▸ Written instruction A
Decide whether each statement agrees with the passage on Ambrosius Bosschaert: (i) all three of Bosschaert's sons carried on his style of floral painting; (ii) Hans Lippershey is often credited with inventing the first compound microscope; (iii) the painting "A Still Life of Flowers in a Wan-Li Vase" includes a Japanese vase. Answer yes or no for each and quote the words of the passage that decide it.
▸ Written instruction B
Write the next part of the passage on Ambrosius Bosschaert, starting after its last sentence.

▸ Document passage
━━━━━━━━━━━━━━━━━━━━━━━━━━━━━━
The analytic precision with which Ambrosius Bosschaert wielded his brush and the careful symbolic arrangement of specimens in his floral paintings were testaments to the zeitgeist of the Dutch Golden Age, an era of both microscopic and macrocosmic discovery.
Ambrosius Bosschaert the Elder (1573–1621), a Flemish-born Dutch art dealer and painter, became known as one of the earliest painters who established the floral still life as its own independent genre. Replete with symbolism and painted with meticulous scientific accuracy, Bosschaert’s style of floral painting was perpetuated by his three sons, who all followed in their father’s footsteps, preserving the Bosschaert painting dynasty. Middelburg, the city in the southwest region of the Netherlands where Bosschaert spent most of his life, became the principal center for flower painting during the Dutch Golden Age.

A Microcosm of the World

The turn of the 16th century was permeated by an animating spirit of discovery and exploration. Hans and Zacharias Janssen, a father-and-son team of spectacle makers who were also inhabitants of Bosschaert’s Middelburg, are often credited with inventing the first compound microscope in 1595. Hans Lippershey and Jacob Metius are also known to have created telescopes in 1608.
These new inventions heralded fresh perspectives on the cosmos and broadened the culture’s view of matter. Bosschaert was sympathetic to these emergent perspectives in his still lifes, approaching his flowers and memorabilia as if they were specimens under a microscope.
Bosschaert’s “A Still Life of Flowers in a Wan-Li Vase” played into the elite sensibility for exotic things viewed from a scientist’s or collector’s perspective. The composition features collectibles such as shells, a Chinese Ming dynasty vase, and many living insects and bugs. It mimics a kunstkammer (cabinet of curiosities). These cabinets displayed curated, encyclopedic collections of objects that belonged to diverse categories such as geology, archaeology, natural history, ethnography, religious and historical relics, and fine art. These so-called “wonder-rooms” served as predecessors to museums.
━━━━━━━━━━━━━━━━━━━━━━━━━━━━━━
▸ Material provided

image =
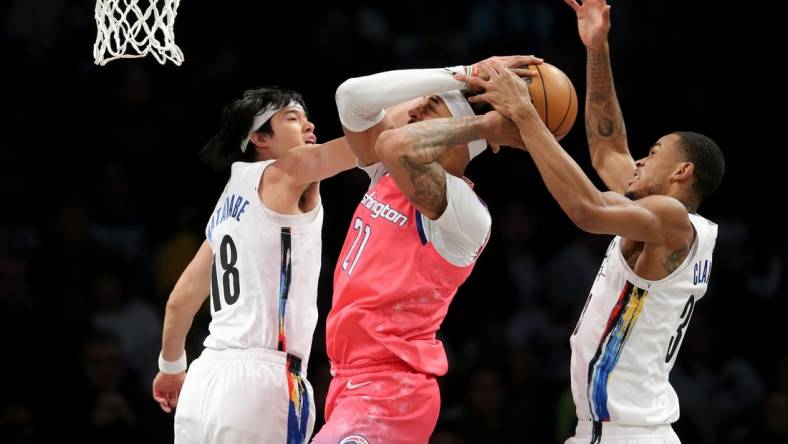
━━━━━━━━━━━━━━━━━━━━━━━━━━━━━━
▸ Exercise answer A
(i) Yes: "Bosschaert’s style of floral painting was perpetuated by his three sons, who all followed in their father’s footsteps"
(ii) No: "Hans and Zacharias Janssen, a father-and-son team of spectacle makers who were also inhabitants of Bosschaert’s Middelburg, are often credited with inventing the first compound microscope in 1595."
(iii) No: "The composition features collectibles such as shells, a Chinese Ming dynasty vase, and many living insects and bugs."

▸ Exercise answer B
The particular blossoms in “A Still Life of Flowers in a Wan-Li Vase”—tulips, narcissi, cyclamens, a solitary blue iris, roses, carnations, jonquils, bluebells, fritillaries, and Madonna lilies—were not usually cut and exhibited in a vase. Rather, these flowers would have been seen in the ground or shown in a botanical garden display. An art dealer as well as a painter, Bosschaert was familiar with the local art market and sensitively attuned to the taste for the exotic that collectors had acquired. This painting was likely created to impress one of Middelburg’s wealthy burghers, Bosschaert’s premier clients. To cater to the emerging taste for natural sciences and the exotic, Bosschaert inserted many details that appealed to these novel preoccupations.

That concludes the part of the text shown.